### REQUEST
Recast the data from the line containing "task: trace the outline of every instance of the green" through the line containing "[[[0,695],[311,750],[1125,750],[1128,457],[1103,427],[0,492]]]", inclusive, as a JSON list of strings with one string per line and blank lines omitted.

====== INPUT

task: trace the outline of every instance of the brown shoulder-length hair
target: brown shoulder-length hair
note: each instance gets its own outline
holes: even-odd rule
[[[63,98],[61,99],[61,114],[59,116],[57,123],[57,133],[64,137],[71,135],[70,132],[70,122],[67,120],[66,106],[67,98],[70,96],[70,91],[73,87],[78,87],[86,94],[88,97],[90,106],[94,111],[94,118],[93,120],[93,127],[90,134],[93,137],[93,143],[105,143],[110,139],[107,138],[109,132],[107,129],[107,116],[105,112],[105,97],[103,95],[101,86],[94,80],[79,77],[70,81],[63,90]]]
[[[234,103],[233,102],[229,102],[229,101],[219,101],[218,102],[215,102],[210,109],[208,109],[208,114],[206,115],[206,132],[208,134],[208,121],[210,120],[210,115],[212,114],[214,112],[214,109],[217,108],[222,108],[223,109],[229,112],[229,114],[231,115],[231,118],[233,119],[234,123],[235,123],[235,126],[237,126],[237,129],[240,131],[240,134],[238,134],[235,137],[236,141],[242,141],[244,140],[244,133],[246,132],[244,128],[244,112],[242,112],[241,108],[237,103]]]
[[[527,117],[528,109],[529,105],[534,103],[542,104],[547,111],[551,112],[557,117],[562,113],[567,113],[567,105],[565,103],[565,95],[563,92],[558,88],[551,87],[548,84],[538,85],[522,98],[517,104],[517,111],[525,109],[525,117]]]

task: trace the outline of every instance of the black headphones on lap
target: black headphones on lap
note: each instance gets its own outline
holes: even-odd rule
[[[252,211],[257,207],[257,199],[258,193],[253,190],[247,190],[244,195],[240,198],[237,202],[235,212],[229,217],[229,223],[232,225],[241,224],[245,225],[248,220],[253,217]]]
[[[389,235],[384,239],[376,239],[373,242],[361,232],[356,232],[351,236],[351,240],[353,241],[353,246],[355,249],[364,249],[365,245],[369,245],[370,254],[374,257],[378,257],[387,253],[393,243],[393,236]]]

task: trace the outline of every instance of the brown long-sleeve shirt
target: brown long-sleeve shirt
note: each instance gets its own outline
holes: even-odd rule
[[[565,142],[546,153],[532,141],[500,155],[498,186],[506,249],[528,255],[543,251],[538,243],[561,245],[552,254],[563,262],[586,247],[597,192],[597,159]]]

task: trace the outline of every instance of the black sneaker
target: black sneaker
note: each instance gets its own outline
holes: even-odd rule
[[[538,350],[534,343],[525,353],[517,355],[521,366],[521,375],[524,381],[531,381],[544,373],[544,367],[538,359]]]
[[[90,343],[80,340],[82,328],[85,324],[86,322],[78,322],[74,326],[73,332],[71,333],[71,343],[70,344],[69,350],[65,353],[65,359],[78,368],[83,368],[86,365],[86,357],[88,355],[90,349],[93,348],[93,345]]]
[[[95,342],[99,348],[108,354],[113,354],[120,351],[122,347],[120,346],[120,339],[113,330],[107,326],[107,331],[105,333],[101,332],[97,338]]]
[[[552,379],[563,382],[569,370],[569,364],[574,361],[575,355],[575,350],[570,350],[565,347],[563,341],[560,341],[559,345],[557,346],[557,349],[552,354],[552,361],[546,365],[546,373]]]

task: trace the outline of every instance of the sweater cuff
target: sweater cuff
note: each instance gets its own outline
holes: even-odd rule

============
====== INPUT

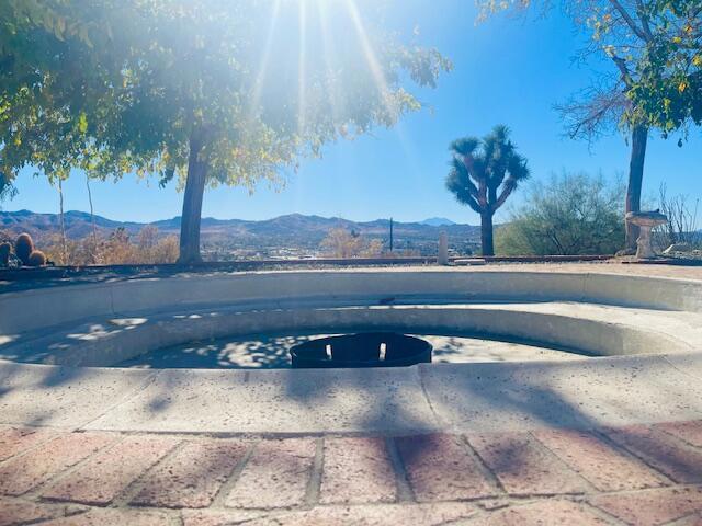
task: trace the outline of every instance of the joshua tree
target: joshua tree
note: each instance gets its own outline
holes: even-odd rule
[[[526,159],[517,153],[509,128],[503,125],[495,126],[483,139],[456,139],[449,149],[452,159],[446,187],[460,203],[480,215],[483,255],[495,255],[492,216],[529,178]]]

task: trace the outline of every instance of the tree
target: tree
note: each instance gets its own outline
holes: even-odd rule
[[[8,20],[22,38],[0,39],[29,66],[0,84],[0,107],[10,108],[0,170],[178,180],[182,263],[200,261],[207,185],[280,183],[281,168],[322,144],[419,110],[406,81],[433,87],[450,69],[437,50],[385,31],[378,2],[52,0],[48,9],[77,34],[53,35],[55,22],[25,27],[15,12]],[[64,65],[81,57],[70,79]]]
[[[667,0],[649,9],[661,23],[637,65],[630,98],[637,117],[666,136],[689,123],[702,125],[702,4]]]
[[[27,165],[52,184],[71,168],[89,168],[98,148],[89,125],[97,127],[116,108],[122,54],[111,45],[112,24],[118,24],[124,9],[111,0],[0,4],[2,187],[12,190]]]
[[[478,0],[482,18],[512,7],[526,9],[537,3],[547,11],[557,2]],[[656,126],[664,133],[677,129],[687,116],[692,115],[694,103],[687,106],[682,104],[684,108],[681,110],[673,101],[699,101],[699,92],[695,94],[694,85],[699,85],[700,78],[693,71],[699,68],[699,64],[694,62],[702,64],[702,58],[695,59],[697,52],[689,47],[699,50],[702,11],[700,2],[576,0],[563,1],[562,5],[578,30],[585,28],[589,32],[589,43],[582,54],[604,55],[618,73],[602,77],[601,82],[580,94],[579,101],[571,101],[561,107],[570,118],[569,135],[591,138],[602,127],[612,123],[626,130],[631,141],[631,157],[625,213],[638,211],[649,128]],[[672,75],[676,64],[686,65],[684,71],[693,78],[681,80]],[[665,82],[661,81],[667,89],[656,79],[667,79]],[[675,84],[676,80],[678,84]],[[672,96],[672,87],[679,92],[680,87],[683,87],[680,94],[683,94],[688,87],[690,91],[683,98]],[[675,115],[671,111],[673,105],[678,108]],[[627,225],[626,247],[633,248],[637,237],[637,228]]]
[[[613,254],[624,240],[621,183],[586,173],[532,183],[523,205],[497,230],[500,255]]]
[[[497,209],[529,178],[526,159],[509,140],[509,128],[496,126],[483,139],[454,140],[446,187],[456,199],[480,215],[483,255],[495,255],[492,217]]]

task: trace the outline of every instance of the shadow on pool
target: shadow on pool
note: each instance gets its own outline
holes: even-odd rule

============
====== INPUT

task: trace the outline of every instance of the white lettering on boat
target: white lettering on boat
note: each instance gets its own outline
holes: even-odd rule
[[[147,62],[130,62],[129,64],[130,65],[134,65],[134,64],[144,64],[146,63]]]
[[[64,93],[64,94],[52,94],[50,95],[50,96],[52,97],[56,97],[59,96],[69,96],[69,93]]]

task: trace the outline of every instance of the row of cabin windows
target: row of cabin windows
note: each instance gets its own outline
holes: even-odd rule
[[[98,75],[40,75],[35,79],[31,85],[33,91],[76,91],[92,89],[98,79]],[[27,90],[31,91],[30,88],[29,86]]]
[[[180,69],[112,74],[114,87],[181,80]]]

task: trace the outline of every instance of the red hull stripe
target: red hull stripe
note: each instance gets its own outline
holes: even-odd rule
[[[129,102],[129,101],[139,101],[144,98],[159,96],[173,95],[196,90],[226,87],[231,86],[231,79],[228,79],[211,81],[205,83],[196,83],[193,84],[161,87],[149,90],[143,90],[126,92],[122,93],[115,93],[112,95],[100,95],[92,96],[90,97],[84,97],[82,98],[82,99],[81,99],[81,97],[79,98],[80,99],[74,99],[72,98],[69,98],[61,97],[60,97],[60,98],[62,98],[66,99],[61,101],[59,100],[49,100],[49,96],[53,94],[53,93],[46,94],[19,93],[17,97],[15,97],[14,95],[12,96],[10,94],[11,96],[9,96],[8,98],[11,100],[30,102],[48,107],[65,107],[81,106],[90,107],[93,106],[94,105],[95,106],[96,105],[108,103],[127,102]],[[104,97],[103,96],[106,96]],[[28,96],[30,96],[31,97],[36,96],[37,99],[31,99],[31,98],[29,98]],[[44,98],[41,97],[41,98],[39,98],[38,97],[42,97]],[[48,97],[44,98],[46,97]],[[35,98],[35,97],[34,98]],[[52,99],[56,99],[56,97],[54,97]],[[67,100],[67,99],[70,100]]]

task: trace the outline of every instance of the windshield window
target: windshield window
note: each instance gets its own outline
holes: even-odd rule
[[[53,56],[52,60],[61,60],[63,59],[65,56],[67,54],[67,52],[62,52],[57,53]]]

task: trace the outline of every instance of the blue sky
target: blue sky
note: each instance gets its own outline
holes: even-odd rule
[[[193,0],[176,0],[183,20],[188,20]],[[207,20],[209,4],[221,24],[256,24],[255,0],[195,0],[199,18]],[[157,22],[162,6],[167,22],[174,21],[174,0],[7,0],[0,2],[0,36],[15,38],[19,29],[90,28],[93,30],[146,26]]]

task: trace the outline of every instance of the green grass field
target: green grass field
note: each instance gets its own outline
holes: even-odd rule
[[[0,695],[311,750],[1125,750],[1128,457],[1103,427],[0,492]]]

============

### EXERCISE OUTPUT
[
  "task: trace the outline of every instance of the green grass field",
  "target: green grass field",
  "note: each instance gets its own outline",
  "holes: even-odd rule",
  "[[[0,695],[311,750],[1125,750],[1128,457],[1103,427],[0,492]]]"
]